[Start of INFORMATION GIVEN]

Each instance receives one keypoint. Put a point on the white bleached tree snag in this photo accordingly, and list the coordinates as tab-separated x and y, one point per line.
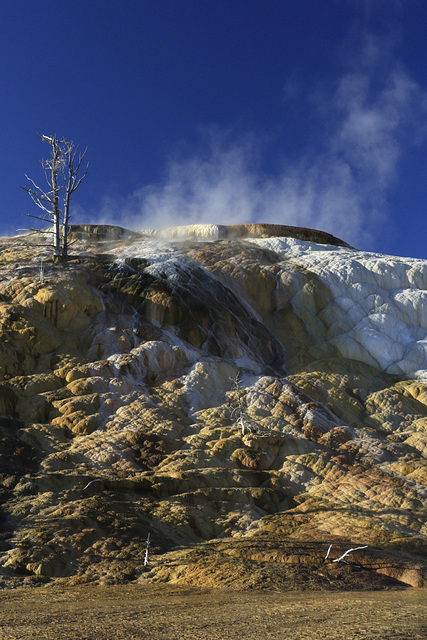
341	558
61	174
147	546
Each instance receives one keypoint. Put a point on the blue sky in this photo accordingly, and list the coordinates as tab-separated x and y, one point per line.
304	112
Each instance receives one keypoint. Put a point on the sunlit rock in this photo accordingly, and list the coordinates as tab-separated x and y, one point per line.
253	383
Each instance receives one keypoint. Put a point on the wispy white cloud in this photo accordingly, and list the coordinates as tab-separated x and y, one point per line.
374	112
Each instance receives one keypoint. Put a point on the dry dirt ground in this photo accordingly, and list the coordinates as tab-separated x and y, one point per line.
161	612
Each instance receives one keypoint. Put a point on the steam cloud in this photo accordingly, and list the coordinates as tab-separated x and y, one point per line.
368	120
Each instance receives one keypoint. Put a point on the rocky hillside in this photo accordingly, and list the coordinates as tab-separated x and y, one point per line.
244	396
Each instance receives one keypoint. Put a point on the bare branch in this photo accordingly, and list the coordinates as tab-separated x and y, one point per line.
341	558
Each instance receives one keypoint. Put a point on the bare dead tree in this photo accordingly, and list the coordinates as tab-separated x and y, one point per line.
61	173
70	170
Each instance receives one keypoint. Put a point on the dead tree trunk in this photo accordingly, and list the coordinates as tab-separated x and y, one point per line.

[End of INFORMATION GIVEN]

EXERCISE PROMPT>
Write out the listing above again, exactly, but with no pictures in the copy.

REPLY>
Each instance receives one keypoint. Put a point on the white bleached tree snag in this photo accordingly, and list the coordinates as tab-separated x and y, one point per line.
341	558
61	174
147	546
Each instance receives one keypoint. Put a point on the blue sky in this photo accordingly, and list the coordinates as tab-separated x and y, one point per line.
304	112
Each instance receives one keypoint. Put a point on the sunlit rock in this photo accordingly, and list the coordinates as tab-separated x and y, one point per line.
253	383
Each instance receives one keypoint. Put a point on the wispy white cloud in this photo accordingly, and list the coordinates as tab-separated x and y, one point per line.
374	112
Each instance receives one keypoint. Put a point on the dry dirt ground in this photo accordingly, and list the coordinates as tab-separated x and y, one point per line.
161	612
Each instance receives one keypoint. Put a point on the steam cloud in this photo accordingly, and list the coordinates as tab-separated x and y, one point per line.
368	120
Each instance receives one keypoint. Put a point on the rocky hillside in this photo accordingly, and list the coordinates as tab-separated x and y, one point per line.
244	396
Each instance receives one keypoint. Put a point on the bare branch in this photo accordingly, and list the coordinates as tab-separated x and y, one point per line.
341	558
Each instance receives one keypoint. Put a point on the bare dead tree in this photo accordingly, and list the coordinates as tab-separated x and y, one point per line.
61	173
70	170
Each instance receives one keypoint. Put a point on the dead tree trunk in this photo accordingly, and list the coordinates as tab-separated x and y, one point per line.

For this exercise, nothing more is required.